== Dataset rows ==
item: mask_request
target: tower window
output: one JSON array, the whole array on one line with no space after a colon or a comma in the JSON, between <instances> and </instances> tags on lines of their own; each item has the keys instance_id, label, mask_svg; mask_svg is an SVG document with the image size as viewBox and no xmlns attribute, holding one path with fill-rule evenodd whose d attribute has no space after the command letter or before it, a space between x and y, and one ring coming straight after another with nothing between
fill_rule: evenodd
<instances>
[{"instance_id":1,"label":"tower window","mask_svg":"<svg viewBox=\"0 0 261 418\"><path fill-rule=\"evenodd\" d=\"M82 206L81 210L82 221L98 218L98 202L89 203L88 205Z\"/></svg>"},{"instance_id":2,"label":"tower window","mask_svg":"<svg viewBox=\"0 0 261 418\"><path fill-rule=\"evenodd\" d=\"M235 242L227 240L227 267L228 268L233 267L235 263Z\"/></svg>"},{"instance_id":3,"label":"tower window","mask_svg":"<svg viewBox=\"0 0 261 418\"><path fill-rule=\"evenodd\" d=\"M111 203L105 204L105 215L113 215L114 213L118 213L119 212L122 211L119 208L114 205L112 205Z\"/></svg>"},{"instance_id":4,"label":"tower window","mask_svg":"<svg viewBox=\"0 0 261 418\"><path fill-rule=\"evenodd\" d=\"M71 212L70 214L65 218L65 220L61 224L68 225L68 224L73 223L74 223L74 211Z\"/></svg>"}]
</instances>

== Exercise brief ==
Reproduce the lines of the dataset rows above verbatim, covering every record.

== Final result ==
item: mask_request
target: tower window
output: one JSON array, the whole array on one line with no space after a colon or a comma in the JSON, between <instances> and </instances> tags on lines of their own; each item has the keys instance_id, label, mask_svg; mask_svg is an SVG document with the image size as viewBox and no xmlns attribute, holding one path with fill-rule evenodd whose d attribute has no space after the command letter or before it, a space between x and y, and one ring coming straight after another with nothing between
fill_rule: evenodd
<instances>
[{"instance_id":1,"label":"tower window","mask_svg":"<svg viewBox=\"0 0 261 418\"><path fill-rule=\"evenodd\" d=\"M82 206L81 210L82 221L98 218L98 202L89 203L88 205Z\"/></svg>"},{"instance_id":2,"label":"tower window","mask_svg":"<svg viewBox=\"0 0 261 418\"><path fill-rule=\"evenodd\" d=\"M235 242L227 240L227 267L228 268L233 267L235 263Z\"/></svg>"},{"instance_id":3,"label":"tower window","mask_svg":"<svg viewBox=\"0 0 261 418\"><path fill-rule=\"evenodd\" d=\"M111 203L105 204L105 215L113 215L114 213L118 213L119 212L122 211L119 208L114 205L112 205Z\"/></svg>"},{"instance_id":4,"label":"tower window","mask_svg":"<svg viewBox=\"0 0 261 418\"><path fill-rule=\"evenodd\" d=\"M71 212L70 214L65 218L65 220L61 224L68 225L68 224L73 223L74 223L74 211Z\"/></svg>"}]
</instances>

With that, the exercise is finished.